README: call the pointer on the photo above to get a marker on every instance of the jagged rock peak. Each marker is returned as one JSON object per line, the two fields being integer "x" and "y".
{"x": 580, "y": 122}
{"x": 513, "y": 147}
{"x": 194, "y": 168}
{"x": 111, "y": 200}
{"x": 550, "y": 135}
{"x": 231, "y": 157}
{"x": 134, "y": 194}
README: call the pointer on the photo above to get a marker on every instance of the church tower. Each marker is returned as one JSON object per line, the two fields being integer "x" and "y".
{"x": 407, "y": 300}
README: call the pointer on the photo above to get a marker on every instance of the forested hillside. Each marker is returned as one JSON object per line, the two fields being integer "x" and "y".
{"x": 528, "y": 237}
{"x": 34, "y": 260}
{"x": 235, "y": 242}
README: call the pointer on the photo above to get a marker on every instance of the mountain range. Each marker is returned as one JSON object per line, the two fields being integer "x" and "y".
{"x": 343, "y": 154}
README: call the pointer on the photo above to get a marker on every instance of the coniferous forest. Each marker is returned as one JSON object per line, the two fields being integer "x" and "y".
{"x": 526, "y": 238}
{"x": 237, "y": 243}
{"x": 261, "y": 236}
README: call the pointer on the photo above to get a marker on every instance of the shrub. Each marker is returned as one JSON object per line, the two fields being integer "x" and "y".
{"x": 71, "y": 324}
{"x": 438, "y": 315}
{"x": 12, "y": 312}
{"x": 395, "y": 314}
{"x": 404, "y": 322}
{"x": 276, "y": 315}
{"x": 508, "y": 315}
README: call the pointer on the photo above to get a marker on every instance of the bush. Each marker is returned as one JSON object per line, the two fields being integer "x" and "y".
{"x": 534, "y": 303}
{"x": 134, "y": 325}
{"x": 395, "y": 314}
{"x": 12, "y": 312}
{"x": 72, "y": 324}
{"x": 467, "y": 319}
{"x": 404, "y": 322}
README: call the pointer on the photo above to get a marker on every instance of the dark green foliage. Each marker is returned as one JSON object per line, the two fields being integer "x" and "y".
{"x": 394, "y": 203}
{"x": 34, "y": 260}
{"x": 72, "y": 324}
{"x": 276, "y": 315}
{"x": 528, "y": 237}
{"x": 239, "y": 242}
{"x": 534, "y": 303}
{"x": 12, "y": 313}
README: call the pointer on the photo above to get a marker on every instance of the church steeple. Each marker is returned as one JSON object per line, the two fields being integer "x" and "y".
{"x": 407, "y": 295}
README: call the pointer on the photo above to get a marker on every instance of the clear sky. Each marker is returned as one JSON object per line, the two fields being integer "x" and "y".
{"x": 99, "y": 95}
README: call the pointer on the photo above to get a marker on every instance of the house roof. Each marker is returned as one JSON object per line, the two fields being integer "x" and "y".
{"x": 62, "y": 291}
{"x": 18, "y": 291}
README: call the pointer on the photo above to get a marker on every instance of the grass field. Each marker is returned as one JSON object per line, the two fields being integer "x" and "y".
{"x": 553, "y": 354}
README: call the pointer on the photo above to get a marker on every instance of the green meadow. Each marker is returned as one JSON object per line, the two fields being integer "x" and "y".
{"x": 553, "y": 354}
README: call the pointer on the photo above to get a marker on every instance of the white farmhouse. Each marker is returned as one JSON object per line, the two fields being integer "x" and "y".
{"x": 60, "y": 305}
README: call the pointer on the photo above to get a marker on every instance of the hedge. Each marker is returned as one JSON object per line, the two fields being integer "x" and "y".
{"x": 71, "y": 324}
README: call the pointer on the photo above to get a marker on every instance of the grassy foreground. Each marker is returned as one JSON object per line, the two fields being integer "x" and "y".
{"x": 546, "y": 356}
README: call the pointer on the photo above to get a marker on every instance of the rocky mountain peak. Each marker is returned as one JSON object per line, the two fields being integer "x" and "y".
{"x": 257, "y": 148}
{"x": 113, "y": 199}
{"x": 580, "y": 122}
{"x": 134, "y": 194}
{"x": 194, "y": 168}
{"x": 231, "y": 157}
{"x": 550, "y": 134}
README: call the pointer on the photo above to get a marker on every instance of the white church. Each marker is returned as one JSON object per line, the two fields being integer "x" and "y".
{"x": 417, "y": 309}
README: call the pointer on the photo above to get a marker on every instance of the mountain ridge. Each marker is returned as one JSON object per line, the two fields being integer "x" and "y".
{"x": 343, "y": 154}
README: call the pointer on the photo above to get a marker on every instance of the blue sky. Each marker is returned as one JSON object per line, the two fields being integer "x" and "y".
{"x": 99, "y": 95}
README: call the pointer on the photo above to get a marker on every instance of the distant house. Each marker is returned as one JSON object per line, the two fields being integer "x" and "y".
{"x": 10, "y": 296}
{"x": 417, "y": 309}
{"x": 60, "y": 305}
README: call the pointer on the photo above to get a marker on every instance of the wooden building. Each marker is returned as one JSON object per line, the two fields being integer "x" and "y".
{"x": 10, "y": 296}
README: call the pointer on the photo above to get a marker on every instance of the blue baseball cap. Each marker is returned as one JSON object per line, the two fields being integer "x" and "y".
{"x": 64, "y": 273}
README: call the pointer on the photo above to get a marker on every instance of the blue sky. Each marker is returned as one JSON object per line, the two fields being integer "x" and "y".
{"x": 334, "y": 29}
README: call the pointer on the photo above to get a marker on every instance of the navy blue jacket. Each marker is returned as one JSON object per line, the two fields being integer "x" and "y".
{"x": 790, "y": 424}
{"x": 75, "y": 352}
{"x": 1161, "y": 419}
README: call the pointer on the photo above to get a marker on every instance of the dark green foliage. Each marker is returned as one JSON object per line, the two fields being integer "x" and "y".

⁂

**STATED PROBLEM:** Your task is to repeat every entry exactly.

**COMPLETED TASK:**
README: call the pointer on the photo above to get a marker on every instance of the jagged rock peak. Each marker is returned as one JSON object per line, the two fields being integer "x" and "y".
{"x": 580, "y": 122}
{"x": 513, "y": 147}
{"x": 194, "y": 168}
{"x": 111, "y": 200}
{"x": 550, "y": 135}
{"x": 231, "y": 157}
{"x": 134, "y": 194}
README: call the pointer on the photo above to get a marker on every instance of the church tower. Each marker is returned as one JSON object per line, the two fields being integer "x" and "y".
{"x": 407, "y": 300}
README: call the pointer on the photo above to get a marker on every instance of the forested hillside. Each marker is returned as one JSON object per line, the two fields being integer "x" and "y".
{"x": 528, "y": 237}
{"x": 34, "y": 260}
{"x": 235, "y": 242}
README: call the pointer on the photo above to get a marker on every instance of the mountain range. Each marker is returned as one JSON object per line, the two fields being integer "x" and "y".
{"x": 343, "y": 154}
README: call the pointer on the photo above to get a marker on every instance of the coniferous forest. Each marker is returned as one JSON object per line, the two fields being integer "x" and "y".
{"x": 526, "y": 238}
{"x": 237, "y": 243}
{"x": 261, "y": 236}
README: call the pointer on the photo above to get a marker on every instance of the shrub. Each marker is returned as one JSON object per line, the two fields being integer "x" and "y".
{"x": 71, "y": 324}
{"x": 438, "y": 315}
{"x": 12, "y": 312}
{"x": 395, "y": 314}
{"x": 404, "y": 322}
{"x": 276, "y": 315}
{"x": 508, "y": 315}
README: call the pointer on the photo above to get a marker on every instance of the bush. Each marker is returned as one JSON object per line, the two fields being integer "x" and "y".
{"x": 534, "y": 303}
{"x": 134, "y": 325}
{"x": 395, "y": 314}
{"x": 12, "y": 312}
{"x": 72, "y": 324}
{"x": 467, "y": 319}
{"x": 404, "y": 322}
README: call the pointer on the photo above to get a marker on every instance of the dark green foliage. Each marker is returned as one JSON object per line, the two fields being integer "x" and "y".
{"x": 394, "y": 203}
{"x": 34, "y": 260}
{"x": 72, "y": 324}
{"x": 276, "y": 315}
{"x": 528, "y": 237}
{"x": 239, "y": 242}
{"x": 534, "y": 303}
{"x": 12, "y": 313}
README: call the pointer on the photo above to get a marker on every instance of the church steeple. Each marker is returned as one JSON object per line, the two fields being integer "x" and "y".
{"x": 407, "y": 295}
README: call the pointer on the photo above to get a marker on every instance of the clear sky. Each marker is returned as one JSON object per line, the two fields being integer "x" and "y".
{"x": 99, "y": 95}
README: call the pointer on the photo above to get a marker on every instance of the house roof. Each marker is returned as one JSON object per line, the two fields being integer "x" and "y".
{"x": 62, "y": 291}
{"x": 18, "y": 291}
README: call the pointer on the photo above to get a marker on every instance of the grass field. Each marker is returned as one JSON object per line, the two fields being integer "x" and "y".
{"x": 553, "y": 354}
README: call the pointer on the photo above to get a marker on every instance of the green meadow. Each marker is returned as one JSON object per line, the two fields being integer "x" and "y".
{"x": 553, "y": 354}
README: call the pointer on the photo above to get a marker on every instance of the white farmhouse. Each marker is returned as one JSON object per line, the two fields being integer "x" and "y".
{"x": 60, "y": 305}
README: call the pointer on the photo above to get a marker on every instance of the hedge. Each marker is returned as one JSON object per line, the two fields being integer "x" and "y".
{"x": 71, "y": 324}
README: call the pointer on the photo above to get a marker on every instance of the grassy foreground. Each marker is returned as one JSON object per line, the two fields being integer "x" and "y".
{"x": 546, "y": 356}
README: call the pointer on the photo above to get a marker on every instance of the rocky mountain peak. Each marker is returned as one JSON object per line, the two fields being integer "x" and "y".
{"x": 257, "y": 148}
{"x": 113, "y": 199}
{"x": 580, "y": 122}
{"x": 134, "y": 194}
{"x": 194, "y": 168}
{"x": 231, "y": 157}
{"x": 550, "y": 134}
README: call the pointer on the photo above to get a marker on every instance of the white church. Each marker is returned as one JSON object per line, the two fields being integer "x" and "y".
{"x": 417, "y": 309}
README: call the pointer on the photo above to get a marker on every instance of the mountain ridge. Each marker is returned as one JSON object per line, the two fields being integer "x" and "y".
{"x": 343, "y": 154}
README: call the pointer on the photo above to get a marker on every instance of the blue sky. Each marker is returned as one JSON object per line, the two fields being integer "x" and "y".
{"x": 99, "y": 95}
README: call the pointer on the photo above to get a marker on every instance of the distant house. Each marker is returned as one JSON object per line, the two fields being integer "x" and "y".
{"x": 10, "y": 296}
{"x": 417, "y": 309}
{"x": 60, "y": 305}
README: call the pointer on the photo above to get a marker on every instance of the wooden building. Each marker is returned as one JSON object per line, the two fields being integer "x" and "y".
{"x": 10, "y": 296}
README: call the pointer on the photo above to get a marker on every instance of the blue baseball cap. Each marker is returned as one JSON object per line, the two fields being integer "x" and "y".
{"x": 64, "y": 273}
README: call the pointer on the photo above to get a marker on every instance of the blue sky. Each marker is returned as one JSON object per line, the two fields being integer "x" and "y".
{"x": 334, "y": 29}
README: call the pointer on the photo above to get a marker on every instance of the navy blue jacket. Each marker is returned as one JSON object per line, the two fields being integer "x" and "y".
{"x": 790, "y": 424}
{"x": 75, "y": 352}
{"x": 1161, "y": 419}
README: call the pointer on the photo above to get a marker on every instance of the dark green foliage. Each marker is returned as one JSON object per line, the two fields being integer "x" and "y".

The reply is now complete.